### [Aim of the exercise]
Check each line of the data, and copy those where "below" appears.

[Opening Recorded data section]

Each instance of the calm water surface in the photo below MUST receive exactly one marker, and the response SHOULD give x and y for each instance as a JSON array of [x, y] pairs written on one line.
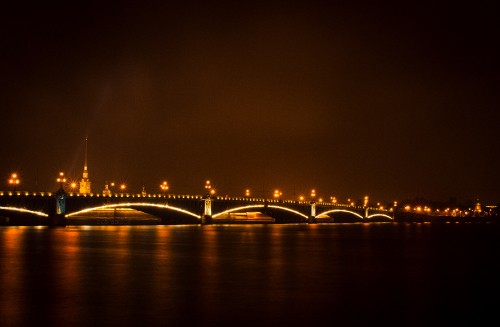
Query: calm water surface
[[396, 274]]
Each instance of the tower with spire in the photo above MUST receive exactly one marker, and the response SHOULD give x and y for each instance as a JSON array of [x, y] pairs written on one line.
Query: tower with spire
[[85, 182]]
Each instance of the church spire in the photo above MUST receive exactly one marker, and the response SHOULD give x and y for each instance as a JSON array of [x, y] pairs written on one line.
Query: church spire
[[85, 182], [86, 141]]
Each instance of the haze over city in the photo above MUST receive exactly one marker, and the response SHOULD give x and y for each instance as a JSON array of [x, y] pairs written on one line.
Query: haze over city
[[391, 100]]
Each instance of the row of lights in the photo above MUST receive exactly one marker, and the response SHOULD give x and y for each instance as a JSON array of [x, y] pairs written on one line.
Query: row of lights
[[14, 181]]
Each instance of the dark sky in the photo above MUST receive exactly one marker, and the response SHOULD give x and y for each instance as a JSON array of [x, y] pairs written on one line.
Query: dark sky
[[391, 99]]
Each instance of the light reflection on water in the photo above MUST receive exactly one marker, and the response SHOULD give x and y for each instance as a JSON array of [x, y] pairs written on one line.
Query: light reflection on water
[[281, 275]]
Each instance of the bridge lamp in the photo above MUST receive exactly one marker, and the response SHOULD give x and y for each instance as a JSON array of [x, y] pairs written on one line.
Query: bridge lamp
[[164, 187], [61, 179], [14, 180]]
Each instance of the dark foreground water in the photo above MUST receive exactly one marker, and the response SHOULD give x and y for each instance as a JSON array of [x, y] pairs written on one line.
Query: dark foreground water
[[387, 274]]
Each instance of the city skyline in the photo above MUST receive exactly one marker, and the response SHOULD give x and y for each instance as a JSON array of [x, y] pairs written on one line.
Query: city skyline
[[394, 101]]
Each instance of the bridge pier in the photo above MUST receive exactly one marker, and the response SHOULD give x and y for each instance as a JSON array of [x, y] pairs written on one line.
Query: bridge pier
[[58, 209], [206, 218], [312, 217], [365, 218]]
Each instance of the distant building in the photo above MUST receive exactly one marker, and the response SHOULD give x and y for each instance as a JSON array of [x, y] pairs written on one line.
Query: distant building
[[85, 182], [106, 191]]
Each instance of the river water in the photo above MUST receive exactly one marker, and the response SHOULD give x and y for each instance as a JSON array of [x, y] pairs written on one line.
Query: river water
[[360, 274]]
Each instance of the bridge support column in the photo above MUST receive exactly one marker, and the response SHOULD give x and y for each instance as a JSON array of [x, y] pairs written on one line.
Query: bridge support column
[[206, 218], [312, 216], [57, 214]]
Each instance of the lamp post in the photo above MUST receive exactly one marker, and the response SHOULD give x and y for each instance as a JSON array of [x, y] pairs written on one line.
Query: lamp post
[[209, 189], [164, 187], [61, 180], [14, 180]]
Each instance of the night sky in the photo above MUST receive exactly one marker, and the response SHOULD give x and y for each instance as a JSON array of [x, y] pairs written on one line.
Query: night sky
[[395, 100]]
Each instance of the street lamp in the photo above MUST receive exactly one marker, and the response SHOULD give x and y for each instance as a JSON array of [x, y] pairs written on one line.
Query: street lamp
[[164, 187], [209, 189], [14, 180], [61, 180]]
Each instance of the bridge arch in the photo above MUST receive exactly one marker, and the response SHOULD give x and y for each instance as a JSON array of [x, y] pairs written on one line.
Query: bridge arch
[[23, 210], [380, 215], [341, 210], [238, 209], [289, 210], [128, 204]]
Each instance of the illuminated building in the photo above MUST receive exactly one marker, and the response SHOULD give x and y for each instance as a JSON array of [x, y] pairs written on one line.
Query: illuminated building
[[85, 182]]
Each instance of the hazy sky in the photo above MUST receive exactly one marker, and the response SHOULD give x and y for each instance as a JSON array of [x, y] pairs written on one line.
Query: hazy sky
[[387, 99]]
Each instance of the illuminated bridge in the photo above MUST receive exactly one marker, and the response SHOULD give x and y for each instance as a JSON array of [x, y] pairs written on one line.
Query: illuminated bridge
[[61, 208]]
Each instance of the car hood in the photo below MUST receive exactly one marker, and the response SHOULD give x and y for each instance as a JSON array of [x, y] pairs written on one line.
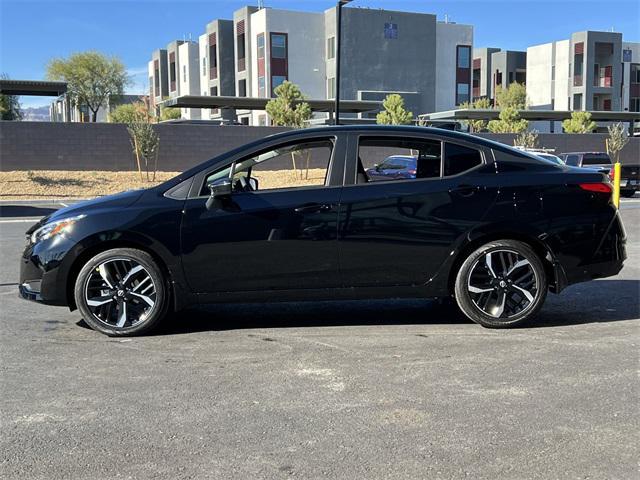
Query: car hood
[[123, 199]]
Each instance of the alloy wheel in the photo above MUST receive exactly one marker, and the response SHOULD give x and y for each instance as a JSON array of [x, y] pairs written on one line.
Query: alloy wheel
[[503, 283], [120, 293]]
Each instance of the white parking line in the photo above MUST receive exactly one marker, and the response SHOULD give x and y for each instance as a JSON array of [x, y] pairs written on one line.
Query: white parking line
[[20, 220]]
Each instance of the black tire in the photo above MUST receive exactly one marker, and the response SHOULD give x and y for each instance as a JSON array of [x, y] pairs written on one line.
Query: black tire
[[515, 309], [148, 319]]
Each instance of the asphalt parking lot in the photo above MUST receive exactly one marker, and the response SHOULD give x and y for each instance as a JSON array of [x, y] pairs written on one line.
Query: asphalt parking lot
[[375, 389]]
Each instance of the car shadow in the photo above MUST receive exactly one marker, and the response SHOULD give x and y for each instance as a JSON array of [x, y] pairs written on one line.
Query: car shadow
[[593, 302], [601, 301], [15, 211]]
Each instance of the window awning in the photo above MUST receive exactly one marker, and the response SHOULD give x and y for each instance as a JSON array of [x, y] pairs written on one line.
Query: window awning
[[533, 115]]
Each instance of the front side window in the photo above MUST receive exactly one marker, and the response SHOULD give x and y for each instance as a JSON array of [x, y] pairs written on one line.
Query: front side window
[[294, 165], [458, 159]]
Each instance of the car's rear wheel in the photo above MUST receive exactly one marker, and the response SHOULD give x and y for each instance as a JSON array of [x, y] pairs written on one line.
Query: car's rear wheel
[[121, 292], [501, 284]]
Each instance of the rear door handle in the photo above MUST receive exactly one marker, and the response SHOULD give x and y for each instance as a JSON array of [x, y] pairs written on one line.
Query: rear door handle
[[464, 190], [313, 208]]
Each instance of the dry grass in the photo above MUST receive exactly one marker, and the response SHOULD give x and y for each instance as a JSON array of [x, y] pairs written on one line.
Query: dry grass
[[70, 184], [48, 184]]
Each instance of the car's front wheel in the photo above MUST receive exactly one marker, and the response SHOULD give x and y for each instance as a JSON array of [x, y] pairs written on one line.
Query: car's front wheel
[[501, 284], [121, 292]]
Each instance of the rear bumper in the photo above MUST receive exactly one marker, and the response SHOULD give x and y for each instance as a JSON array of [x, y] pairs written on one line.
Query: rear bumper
[[607, 260]]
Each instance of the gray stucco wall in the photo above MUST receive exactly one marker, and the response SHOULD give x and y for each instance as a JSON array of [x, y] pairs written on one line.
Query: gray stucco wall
[[105, 146], [372, 63]]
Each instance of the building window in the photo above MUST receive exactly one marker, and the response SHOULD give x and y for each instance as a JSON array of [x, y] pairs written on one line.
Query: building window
[[331, 48], [278, 45], [464, 56], [331, 87], [462, 93], [240, 45], [276, 80], [391, 30]]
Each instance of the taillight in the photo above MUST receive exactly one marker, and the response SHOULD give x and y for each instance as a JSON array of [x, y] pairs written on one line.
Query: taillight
[[596, 187]]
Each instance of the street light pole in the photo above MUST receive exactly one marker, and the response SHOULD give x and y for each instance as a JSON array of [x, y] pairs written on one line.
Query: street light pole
[[338, 43]]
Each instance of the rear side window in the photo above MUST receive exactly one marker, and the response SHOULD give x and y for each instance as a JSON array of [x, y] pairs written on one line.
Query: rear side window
[[393, 158], [572, 160], [596, 159], [458, 159]]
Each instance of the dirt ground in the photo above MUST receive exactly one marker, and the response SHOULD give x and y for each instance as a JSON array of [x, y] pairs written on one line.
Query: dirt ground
[[49, 184]]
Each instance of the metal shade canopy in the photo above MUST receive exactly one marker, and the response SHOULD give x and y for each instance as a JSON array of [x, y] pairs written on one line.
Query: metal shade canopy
[[549, 115], [260, 103], [32, 88]]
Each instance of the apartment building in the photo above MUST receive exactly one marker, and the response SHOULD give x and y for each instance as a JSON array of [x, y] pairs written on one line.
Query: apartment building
[[158, 78], [216, 68], [493, 67], [589, 71], [426, 61]]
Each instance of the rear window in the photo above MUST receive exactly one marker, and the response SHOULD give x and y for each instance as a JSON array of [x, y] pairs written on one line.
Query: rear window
[[596, 159]]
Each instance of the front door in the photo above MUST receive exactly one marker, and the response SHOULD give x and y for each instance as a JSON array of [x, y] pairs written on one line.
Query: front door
[[278, 228]]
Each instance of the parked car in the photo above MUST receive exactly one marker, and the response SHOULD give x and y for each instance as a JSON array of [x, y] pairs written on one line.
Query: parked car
[[396, 166], [550, 157], [491, 226], [629, 179], [598, 160]]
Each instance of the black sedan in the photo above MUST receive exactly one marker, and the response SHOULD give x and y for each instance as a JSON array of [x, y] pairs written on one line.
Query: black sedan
[[294, 216]]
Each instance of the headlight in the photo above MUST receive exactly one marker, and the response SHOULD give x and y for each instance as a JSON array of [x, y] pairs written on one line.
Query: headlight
[[52, 229]]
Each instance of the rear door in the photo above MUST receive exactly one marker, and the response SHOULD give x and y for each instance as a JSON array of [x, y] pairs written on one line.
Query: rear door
[[277, 230], [400, 231]]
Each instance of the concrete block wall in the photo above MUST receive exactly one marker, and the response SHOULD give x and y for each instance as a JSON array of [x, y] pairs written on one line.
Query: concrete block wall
[[105, 146]]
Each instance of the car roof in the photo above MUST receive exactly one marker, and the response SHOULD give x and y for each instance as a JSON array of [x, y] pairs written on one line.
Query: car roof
[[408, 129]]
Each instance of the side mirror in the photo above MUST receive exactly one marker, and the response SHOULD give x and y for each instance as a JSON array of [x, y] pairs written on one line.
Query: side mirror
[[219, 189]]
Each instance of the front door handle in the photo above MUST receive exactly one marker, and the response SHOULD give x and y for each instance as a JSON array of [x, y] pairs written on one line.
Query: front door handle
[[313, 208], [464, 190]]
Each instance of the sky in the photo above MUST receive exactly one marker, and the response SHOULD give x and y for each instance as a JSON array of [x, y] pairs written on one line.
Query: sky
[[34, 31]]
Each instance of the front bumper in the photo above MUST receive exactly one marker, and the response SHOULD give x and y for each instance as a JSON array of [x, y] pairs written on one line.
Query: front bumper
[[42, 277]]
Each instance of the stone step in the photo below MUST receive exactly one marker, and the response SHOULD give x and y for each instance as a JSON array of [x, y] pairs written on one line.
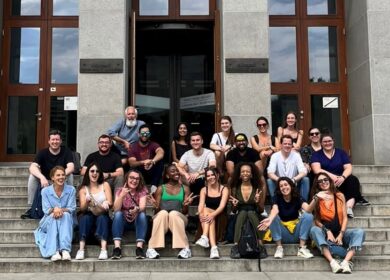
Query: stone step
[[195, 264], [13, 200], [370, 248], [361, 263], [129, 264]]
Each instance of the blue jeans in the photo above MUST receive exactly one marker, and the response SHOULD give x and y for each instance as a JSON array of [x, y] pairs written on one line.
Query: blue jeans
[[301, 232], [119, 225], [88, 220], [353, 238], [303, 186]]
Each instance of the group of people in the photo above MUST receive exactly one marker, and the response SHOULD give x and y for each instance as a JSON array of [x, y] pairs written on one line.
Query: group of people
[[299, 180]]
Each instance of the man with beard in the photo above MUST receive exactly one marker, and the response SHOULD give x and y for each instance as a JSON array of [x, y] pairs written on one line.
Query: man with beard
[[241, 153], [288, 163], [108, 161], [193, 162], [125, 132], [146, 156], [44, 161]]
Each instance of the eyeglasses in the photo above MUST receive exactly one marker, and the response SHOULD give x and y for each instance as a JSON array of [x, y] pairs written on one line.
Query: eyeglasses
[[323, 181], [145, 134], [134, 178]]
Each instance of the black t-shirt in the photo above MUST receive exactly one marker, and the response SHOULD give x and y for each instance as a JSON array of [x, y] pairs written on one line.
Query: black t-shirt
[[108, 163], [288, 211], [250, 156], [46, 160]]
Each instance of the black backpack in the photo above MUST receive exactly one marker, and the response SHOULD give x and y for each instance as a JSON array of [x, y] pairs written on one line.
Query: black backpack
[[248, 246]]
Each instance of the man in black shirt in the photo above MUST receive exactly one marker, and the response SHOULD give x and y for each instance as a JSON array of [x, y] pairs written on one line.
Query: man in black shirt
[[44, 161], [108, 161]]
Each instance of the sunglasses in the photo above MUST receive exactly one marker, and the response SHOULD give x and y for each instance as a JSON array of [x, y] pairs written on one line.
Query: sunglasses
[[145, 134], [323, 181]]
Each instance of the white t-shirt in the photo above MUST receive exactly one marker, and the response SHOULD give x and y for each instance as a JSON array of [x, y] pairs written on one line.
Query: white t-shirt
[[289, 167], [197, 163]]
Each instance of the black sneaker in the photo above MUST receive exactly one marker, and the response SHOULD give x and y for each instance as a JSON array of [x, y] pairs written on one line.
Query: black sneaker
[[139, 253], [234, 254], [363, 201], [116, 253], [263, 252]]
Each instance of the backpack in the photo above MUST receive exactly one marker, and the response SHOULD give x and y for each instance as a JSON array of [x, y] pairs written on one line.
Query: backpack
[[36, 212], [247, 245]]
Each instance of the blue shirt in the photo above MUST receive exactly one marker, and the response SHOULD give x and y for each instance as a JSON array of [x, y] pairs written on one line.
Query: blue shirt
[[334, 165]]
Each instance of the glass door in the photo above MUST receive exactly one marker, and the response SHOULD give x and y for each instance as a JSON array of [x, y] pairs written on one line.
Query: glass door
[[175, 81], [40, 72]]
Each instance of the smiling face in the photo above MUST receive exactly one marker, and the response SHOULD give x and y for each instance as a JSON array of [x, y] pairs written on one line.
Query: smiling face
[[211, 177], [291, 120], [133, 180], [245, 173], [58, 177], [285, 188], [225, 125]]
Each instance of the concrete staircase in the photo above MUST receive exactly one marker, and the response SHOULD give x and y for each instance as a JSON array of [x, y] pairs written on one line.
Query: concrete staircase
[[19, 254]]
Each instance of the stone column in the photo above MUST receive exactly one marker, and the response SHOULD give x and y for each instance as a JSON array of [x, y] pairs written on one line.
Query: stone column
[[246, 96], [103, 33], [368, 56]]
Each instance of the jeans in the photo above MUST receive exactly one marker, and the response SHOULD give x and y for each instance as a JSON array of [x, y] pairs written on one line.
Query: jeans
[[34, 183], [353, 238], [119, 225], [303, 186], [301, 232], [88, 220]]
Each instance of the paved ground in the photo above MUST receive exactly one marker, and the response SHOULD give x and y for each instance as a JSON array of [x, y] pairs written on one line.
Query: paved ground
[[359, 275]]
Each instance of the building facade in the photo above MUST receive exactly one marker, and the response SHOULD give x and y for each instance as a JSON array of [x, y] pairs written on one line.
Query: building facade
[[75, 65]]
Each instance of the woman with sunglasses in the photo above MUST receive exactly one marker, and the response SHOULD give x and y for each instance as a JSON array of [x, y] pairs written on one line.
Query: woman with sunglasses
[[129, 207], [95, 200], [55, 230], [171, 202], [264, 143], [290, 127], [330, 218], [222, 142], [212, 214], [181, 142], [336, 163], [285, 222]]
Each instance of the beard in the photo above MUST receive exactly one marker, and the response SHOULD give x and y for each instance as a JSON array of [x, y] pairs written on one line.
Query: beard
[[131, 123]]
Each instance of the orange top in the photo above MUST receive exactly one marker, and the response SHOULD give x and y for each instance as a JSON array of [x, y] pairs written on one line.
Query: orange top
[[327, 209]]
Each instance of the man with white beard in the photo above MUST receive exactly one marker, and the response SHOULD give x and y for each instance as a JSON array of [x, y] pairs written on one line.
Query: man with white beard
[[125, 132]]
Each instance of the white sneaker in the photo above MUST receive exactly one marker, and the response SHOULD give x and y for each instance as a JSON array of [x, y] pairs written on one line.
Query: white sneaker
[[103, 255], [185, 253], [350, 212], [152, 254], [279, 253], [66, 255], [214, 254], [80, 255], [346, 266], [56, 257], [334, 265], [203, 241], [304, 253]]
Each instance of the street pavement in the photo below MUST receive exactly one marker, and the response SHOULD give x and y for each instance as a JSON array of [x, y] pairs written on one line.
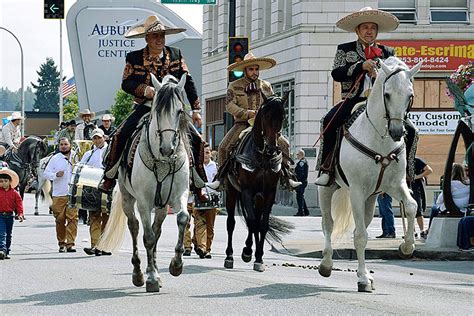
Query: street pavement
[[39, 280]]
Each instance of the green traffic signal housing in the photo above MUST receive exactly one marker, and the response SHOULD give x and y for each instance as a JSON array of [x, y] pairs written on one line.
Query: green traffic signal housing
[[238, 47]]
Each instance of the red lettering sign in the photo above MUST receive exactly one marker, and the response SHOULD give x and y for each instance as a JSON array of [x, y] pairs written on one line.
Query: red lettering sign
[[436, 55]]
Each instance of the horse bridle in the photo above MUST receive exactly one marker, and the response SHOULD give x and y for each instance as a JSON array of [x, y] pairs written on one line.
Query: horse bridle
[[387, 114]]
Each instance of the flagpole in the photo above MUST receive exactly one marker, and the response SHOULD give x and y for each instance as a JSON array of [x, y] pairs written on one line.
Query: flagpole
[[60, 71]]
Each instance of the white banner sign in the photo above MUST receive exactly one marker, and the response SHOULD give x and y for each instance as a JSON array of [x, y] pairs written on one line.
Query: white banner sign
[[432, 123]]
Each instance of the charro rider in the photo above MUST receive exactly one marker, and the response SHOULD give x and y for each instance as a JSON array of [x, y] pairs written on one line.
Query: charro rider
[[159, 60], [243, 101], [10, 134], [355, 67]]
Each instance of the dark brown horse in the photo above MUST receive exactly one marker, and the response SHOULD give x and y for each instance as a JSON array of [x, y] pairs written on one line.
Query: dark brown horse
[[252, 183]]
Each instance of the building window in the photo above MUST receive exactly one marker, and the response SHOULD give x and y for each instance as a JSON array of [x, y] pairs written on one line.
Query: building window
[[404, 10], [453, 11], [280, 89]]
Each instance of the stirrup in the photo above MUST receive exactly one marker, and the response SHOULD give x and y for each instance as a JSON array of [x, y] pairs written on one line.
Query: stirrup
[[213, 185], [294, 184], [323, 179]]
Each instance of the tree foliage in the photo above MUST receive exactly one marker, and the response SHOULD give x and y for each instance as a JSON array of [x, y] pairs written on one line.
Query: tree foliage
[[122, 107], [11, 100], [47, 89], [71, 107]]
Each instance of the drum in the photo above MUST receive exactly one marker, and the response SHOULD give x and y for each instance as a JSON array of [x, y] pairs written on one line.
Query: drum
[[213, 202], [83, 192]]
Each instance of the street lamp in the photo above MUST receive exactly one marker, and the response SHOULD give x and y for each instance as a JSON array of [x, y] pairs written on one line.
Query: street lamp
[[22, 100]]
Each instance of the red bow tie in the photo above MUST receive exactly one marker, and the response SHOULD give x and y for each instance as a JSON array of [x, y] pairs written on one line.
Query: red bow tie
[[372, 52]]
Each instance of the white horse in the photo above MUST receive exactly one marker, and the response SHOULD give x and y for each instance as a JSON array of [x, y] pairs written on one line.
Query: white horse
[[160, 177], [378, 165]]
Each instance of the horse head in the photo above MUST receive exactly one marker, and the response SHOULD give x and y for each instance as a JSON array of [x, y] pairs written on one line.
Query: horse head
[[397, 93], [268, 123], [167, 119]]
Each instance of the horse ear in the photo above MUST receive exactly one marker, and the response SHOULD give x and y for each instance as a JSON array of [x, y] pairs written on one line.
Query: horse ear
[[156, 83], [415, 69], [182, 82], [285, 98], [385, 68]]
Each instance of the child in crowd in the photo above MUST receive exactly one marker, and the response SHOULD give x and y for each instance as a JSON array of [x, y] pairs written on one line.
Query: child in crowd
[[10, 203]]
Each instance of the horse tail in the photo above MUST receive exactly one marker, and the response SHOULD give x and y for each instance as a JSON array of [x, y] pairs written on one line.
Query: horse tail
[[45, 192], [277, 228], [114, 231], [341, 212]]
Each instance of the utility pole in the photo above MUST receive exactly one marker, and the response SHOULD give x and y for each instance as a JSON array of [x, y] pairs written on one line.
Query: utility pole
[[61, 110], [22, 100]]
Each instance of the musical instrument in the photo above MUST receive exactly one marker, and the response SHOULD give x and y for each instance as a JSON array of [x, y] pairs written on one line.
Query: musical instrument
[[81, 146], [83, 192], [214, 201]]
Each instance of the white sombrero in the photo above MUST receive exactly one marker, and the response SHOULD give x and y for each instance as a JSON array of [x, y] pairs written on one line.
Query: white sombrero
[[386, 21], [152, 24], [15, 180], [250, 59], [86, 112], [108, 117]]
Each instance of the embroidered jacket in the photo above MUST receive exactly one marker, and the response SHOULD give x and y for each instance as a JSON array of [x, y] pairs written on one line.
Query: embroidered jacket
[[348, 66], [139, 66], [238, 101]]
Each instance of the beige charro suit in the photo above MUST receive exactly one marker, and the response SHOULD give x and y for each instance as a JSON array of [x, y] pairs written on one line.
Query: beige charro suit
[[238, 102]]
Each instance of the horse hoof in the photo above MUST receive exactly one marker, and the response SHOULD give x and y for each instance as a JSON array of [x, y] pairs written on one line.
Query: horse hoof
[[367, 288], [137, 279], [246, 257], [325, 271], [405, 253], [229, 263], [175, 270], [152, 286], [259, 267]]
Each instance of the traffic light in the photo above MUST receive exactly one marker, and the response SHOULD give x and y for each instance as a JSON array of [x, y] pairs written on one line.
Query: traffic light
[[238, 47], [53, 9]]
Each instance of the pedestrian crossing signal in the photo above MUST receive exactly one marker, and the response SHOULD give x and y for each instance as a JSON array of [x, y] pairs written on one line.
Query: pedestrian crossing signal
[[53, 9], [238, 47]]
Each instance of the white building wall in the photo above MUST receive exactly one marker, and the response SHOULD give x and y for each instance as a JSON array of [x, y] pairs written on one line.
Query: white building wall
[[304, 48]]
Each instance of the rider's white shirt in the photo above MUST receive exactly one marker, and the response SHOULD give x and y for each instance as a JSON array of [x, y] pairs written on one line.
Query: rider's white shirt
[[96, 155], [59, 162], [10, 134]]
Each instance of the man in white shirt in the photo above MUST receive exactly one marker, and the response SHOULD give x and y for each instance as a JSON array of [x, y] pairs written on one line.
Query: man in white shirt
[[98, 218], [11, 134], [59, 170]]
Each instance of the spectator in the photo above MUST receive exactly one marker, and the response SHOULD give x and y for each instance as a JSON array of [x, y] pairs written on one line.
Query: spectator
[[10, 203], [459, 190], [386, 212], [422, 170], [59, 170], [301, 171]]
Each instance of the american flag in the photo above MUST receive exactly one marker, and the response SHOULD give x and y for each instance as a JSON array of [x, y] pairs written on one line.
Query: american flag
[[69, 87]]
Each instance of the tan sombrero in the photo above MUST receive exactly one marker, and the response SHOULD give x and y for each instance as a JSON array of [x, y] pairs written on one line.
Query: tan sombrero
[[152, 24], [86, 112], [250, 59], [12, 174], [386, 21]]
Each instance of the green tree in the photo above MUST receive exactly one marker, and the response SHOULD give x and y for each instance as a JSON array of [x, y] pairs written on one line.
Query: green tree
[[47, 89], [71, 106], [122, 107]]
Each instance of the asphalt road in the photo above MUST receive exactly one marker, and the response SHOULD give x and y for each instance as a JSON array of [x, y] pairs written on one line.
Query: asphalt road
[[39, 280]]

[Closing Recorded data section]

### [Exercise solution]
Each instance of the calm water surface in the photo below MUST receive exactly one marker, and the response SHOULD give x and y for each instance as a JSON array of [x, y] pairs written on one line.
Each instance of the car hood in the photo below MUST receive exactly one marker, and the response SHOULD give x and y for each instance as a JSON array of [x, y] pairs written on one line.
Each instance of the stone step in the photo below MUST receive exactly one marker, and the response SHOULD give x and y for each instance as a JSON array of [x, y] pairs written on one line.
Each instance of the street pavement in the photo below MUST receive exactly one marker, and the response SHOULD give x and y for each instance as a JSON array of [x, y] pairs written on one line.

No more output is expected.